Take the line that contains "Point out the green variegated" as the first line and the last line of the material below as the final one; reproduce exactly the lines between, inclusive.

-- Opening Marker --

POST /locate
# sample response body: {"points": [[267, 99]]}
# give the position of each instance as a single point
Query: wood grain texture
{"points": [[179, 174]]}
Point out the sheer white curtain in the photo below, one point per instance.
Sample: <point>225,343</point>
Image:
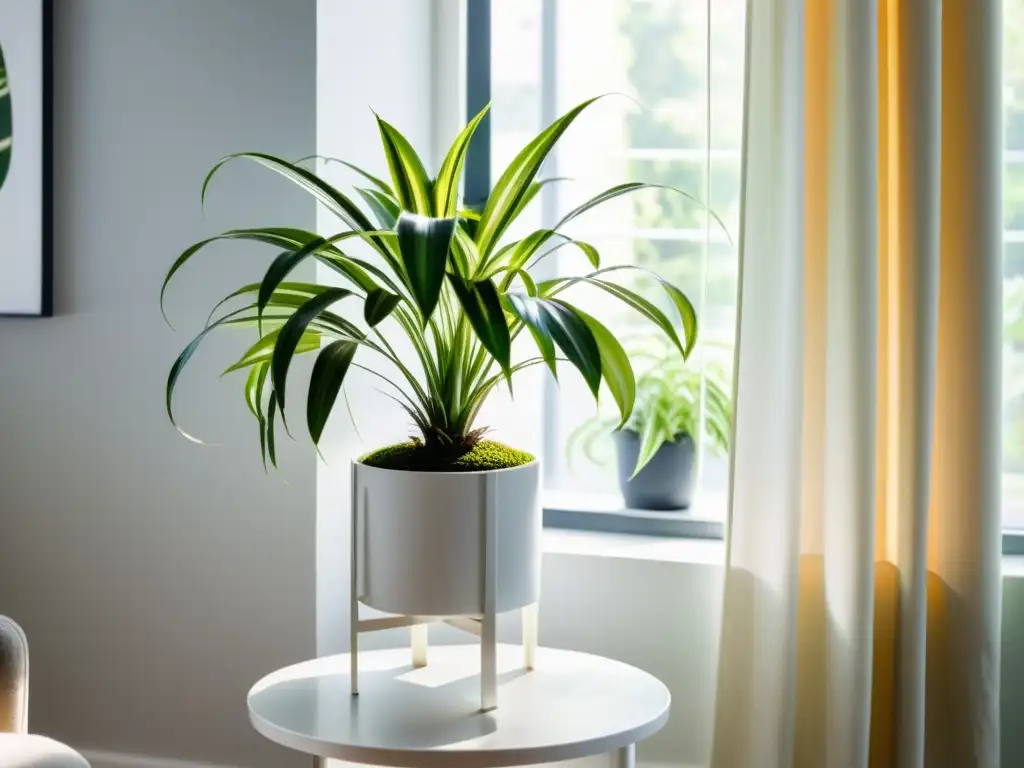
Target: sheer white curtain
<point>861,621</point>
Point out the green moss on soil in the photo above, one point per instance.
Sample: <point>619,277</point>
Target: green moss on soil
<point>414,457</point>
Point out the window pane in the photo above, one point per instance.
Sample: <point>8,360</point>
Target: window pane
<point>665,131</point>
<point>1013,337</point>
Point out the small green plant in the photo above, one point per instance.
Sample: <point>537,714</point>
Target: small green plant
<point>668,407</point>
<point>441,275</point>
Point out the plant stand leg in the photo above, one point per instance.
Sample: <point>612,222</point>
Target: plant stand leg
<point>488,664</point>
<point>488,640</point>
<point>530,625</point>
<point>419,641</point>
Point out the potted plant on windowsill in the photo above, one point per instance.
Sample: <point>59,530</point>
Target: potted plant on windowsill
<point>656,449</point>
<point>460,293</point>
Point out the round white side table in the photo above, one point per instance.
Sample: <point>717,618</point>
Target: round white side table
<point>570,706</point>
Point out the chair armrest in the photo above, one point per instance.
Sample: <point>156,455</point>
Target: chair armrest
<point>13,678</point>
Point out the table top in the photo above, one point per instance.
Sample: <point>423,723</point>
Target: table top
<point>569,706</point>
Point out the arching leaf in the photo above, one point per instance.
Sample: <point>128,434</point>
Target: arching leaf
<point>6,122</point>
<point>412,185</point>
<point>292,332</point>
<point>325,382</point>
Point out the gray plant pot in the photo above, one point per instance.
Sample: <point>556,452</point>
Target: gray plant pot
<point>666,483</point>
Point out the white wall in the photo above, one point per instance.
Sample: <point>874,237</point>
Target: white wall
<point>157,580</point>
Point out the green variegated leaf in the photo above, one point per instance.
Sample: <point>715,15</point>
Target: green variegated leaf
<point>378,305</point>
<point>482,305</point>
<point>262,350</point>
<point>254,388</point>
<point>424,244</point>
<point>680,300</point>
<point>6,122</point>
<point>564,326</point>
<point>282,238</point>
<point>455,333</point>
<point>335,202</point>
<point>286,262</point>
<point>412,185</point>
<point>652,435</point>
<point>325,382</point>
<point>615,368</point>
<point>384,208</point>
<point>503,204</point>
<point>292,332</point>
<point>380,183</point>
<point>446,185</point>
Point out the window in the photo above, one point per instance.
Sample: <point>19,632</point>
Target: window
<point>677,66</point>
<point>1013,285</point>
<point>680,124</point>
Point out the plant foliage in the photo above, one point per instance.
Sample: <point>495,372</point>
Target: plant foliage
<point>445,279</point>
<point>6,122</point>
<point>668,406</point>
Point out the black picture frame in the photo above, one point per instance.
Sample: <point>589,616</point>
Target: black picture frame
<point>46,259</point>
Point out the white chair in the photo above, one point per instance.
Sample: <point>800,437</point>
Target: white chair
<point>17,748</point>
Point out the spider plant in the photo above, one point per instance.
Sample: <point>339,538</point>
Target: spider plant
<point>444,278</point>
<point>667,407</point>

-- Closing Marker --

FINAL ANSWER:
Point out the green variegated leaf in the photo above, one point per instance.
Sample: <point>715,15</point>
Target: green variegated leaf
<point>378,305</point>
<point>482,305</point>
<point>262,350</point>
<point>254,388</point>
<point>424,244</point>
<point>680,300</point>
<point>6,122</point>
<point>564,326</point>
<point>282,238</point>
<point>455,333</point>
<point>335,202</point>
<point>286,262</point>
<point>412,185</point>
<point>652,435</point>
<point>325,382</point>
<point>615,368</point>
<point>384,208</point>
<point>503,204</point>
<point>292,332</point>
<point>380,183</point>
<point>446,185</point>
Point out the window in the photo above, one point per instance.
Sample: <point>19,632</point>
Target: window
<point>677,66</point>
<point>1013,285</point>
<point>680,124</point>
Point out the plant foliage in the photo above, one point per instance.
Sample: <point>495,372</point>
Target: plant foliage
<point>445,279</point>
<point>6,122</point>
<point>668,406</point>
Point out the black picture frame in the photo above, one point per instance.
Sample: <point>589,616</point>
Target: black picture frame
<point>46,259</point>
Point out the white chair in the photo above, one point per instance.
Sample: <point>800,437</point>
Target: white chair
<point>17,748</point>
Point out the spider plant in the photo above, one point per instance.
Sample: <point>339,538</point>
Target: spider plant
<point>444,278</point>
<point>667,407</point>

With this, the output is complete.